**Instructions to follow:** Print verbatim the lines of the entries from the one containing "Each instance of the snow covered slope" to the last, inclusive, and no others.

-------- Input rows

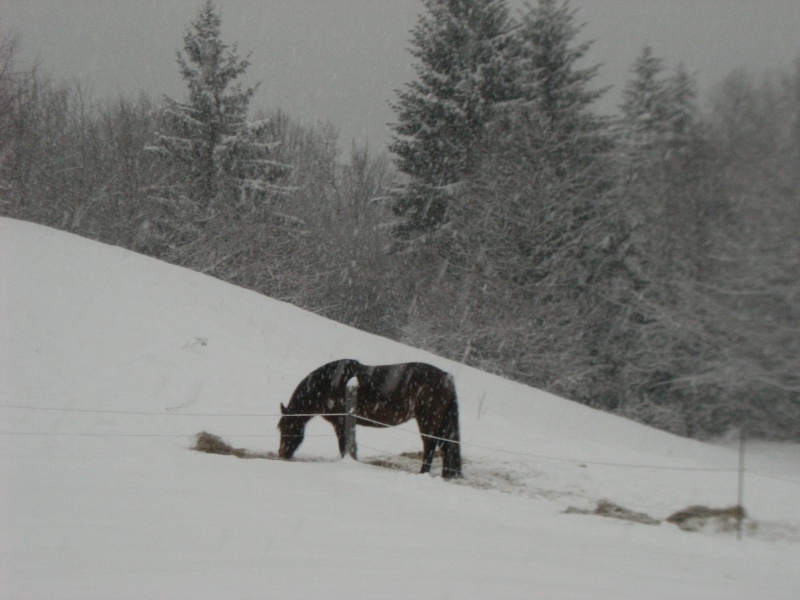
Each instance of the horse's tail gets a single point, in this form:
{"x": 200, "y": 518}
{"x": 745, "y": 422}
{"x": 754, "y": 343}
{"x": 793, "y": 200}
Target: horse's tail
{"x": 449, "y": 433}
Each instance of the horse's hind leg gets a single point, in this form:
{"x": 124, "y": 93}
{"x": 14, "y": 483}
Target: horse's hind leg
{"x": 428, "y": 450}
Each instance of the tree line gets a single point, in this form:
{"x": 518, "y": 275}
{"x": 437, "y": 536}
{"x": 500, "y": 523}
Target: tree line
{"x": 645, "y": 264}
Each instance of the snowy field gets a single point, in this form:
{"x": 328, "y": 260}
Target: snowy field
{"x": 111, "y": 363}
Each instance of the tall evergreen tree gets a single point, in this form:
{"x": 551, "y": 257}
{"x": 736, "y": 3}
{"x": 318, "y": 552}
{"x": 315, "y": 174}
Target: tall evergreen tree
{"x": 221, "y": 158}
{"x": 462, "y": 73}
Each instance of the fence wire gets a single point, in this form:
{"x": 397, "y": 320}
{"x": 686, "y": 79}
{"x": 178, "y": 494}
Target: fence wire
{"x": 358, "y": 418}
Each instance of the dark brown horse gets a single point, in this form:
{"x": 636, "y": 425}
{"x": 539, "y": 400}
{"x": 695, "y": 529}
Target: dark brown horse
{"x": 387, "y": 395}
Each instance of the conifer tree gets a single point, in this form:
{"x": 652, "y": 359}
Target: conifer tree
{"x": 222, "y": 161}
{"x": 461, "y": 48}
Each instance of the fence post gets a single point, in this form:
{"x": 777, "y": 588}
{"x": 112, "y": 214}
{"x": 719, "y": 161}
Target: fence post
{"x": 350, "y": 420}
{"x": 740, "y": 493}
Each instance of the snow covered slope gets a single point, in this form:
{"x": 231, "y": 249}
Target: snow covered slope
{"x": 110, "y": 362}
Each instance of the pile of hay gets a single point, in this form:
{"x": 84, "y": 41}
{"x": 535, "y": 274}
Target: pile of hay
{"x": 698, "y": 518}
{"x": 615, "y": 511}
{"x": 213, "y": 444}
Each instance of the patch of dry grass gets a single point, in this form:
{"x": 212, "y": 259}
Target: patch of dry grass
{"x": 213, "y": 444}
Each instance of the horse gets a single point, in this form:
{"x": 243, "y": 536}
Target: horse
{"x": 386, "y": 395}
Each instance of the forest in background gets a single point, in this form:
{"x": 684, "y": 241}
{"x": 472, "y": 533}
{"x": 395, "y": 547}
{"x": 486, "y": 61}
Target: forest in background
{"x": 646, "y": 264}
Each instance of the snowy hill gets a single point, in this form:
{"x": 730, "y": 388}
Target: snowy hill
{"x": 111, "y": 362}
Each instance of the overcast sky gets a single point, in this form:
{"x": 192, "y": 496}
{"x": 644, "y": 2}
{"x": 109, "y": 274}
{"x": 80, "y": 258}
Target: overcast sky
{"x": 342, "y": 60}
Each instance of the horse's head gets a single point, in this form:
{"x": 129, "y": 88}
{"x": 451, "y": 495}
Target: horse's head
{"x": 292, "y": 428}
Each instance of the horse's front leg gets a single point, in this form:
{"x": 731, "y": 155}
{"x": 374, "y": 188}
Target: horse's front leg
{"x": 341, "y": 436}
{"x": 428, "y": 449}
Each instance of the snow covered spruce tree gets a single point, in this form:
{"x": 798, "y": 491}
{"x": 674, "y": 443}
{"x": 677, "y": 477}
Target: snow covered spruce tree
{"x": 460, "y": 46}
{"x": 221, "y": 163}
{"x": 536, "y": 226}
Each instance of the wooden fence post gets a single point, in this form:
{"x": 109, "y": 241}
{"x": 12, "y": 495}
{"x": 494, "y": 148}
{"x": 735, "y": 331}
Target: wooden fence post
{"x": 350, "y": 419}
{"x": 740, "y": 493}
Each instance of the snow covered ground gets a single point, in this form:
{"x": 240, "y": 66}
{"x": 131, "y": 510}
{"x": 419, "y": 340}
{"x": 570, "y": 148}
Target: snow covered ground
{"x": 110, "y": 362}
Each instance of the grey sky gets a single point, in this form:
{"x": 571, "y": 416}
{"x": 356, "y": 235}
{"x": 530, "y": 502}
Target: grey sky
{"x": 341, "y": 60}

----------------

**Solution to this exercise:**
Each instance of the snow covered slope gets a single point, in this form:
{"x": 231, "y": 249}
Target: snow covered slope
{"x": 110, "y": 362}
Each instance of the pile of hay gets a single point, in this form:
{"x": 84, "y": 41}
{"x": 535, "y": 274}
Target: pile of hay
{"x": 698, "y": 518}
{"x": 615, "y": 511}
{"x": 213, "y": 444}
Each instance of the patch of dry grass gets a single point, in this form:
{"x": 212, "y": 259}
Target: patch of dry grass
{"x": 213, "y": 444}
Each instance of the horse gets a single point, in this form:
{"x": 243, "y": 536}
Target: horse
{"x": 386, "y": 395}
Each instance of the forest in background gets a single point, in this form:
{"x": 684, "y": 241}
{"x": 472, "y": 533}
{"x": 395, "y": 547}
{"x": 486, "y": 61}
Target: forest in background
{"x": 646, "y": 264}
Each instance of the snowy hill gets a single point, in this form:
{"x": 730, "y": 388}
Target: snowy hill
{"x": 111, "y": 362}
Each instance of the overcast sky gets a single point, in this form:
{"x": 192, "y": 496}
{"x": 644, "y": 2}
{"x": 109, "y": 274}
{"x": 80, "y": 258}
Target: overcast sky
{"x": 342, "y": 60}
Each instance of the horse's head gets a single point, in this form:
{"x": 129, "y": 88}
{"x": 451, "y": 495}
Target: horse's head
{"x": 292, "y": 428}
Each instance of the horse's front leg gets a single point, in this form:
{"x": 731, "y": 155}
{"x": 374, "y": 188}
Target: horse's front leg
{"x": 341, "y": 436}
{"x": 428, "y": 449}
Each instance of the snow covered spruce tree gets a single point, in this form:
{"x": 798, "y": 491}
{"x": 674, "y": 443}
{"x": 677, "y": 477}
Target: snow covered spruce tree
{"x": 460, "y": 46}
{"x": 221, "y": 163}
{"x": 536, "y": 226}
Each instance of the wooden fence post gets a single point, in this form:
{"x": 109, "y": 241}
{"x": 12, "y": 495}
{"x": 494, "y": 148}
{"x": 735, "y": 331}
Target: wooden fence post
{"x": 350, "y": 419}
{"x": 740, "y": 493}
Each instance of the snow covered ground gets a single point, in this form:
{"x": 240, "y": 66}
{"x": 131, "y": 510}
{"x": 419, "y": 340}
{"x": 570, "y": 148}
Target: snow covered ground
{"x": 110, "y": 362}
Each instance of the grey sky gets a single point, in this form:
{"x": 571, "y": 416}
{"x": 356, "y": 235}
{"x": 530, "y": 502}
Target: grey sky
{"x": 341, "y": 60}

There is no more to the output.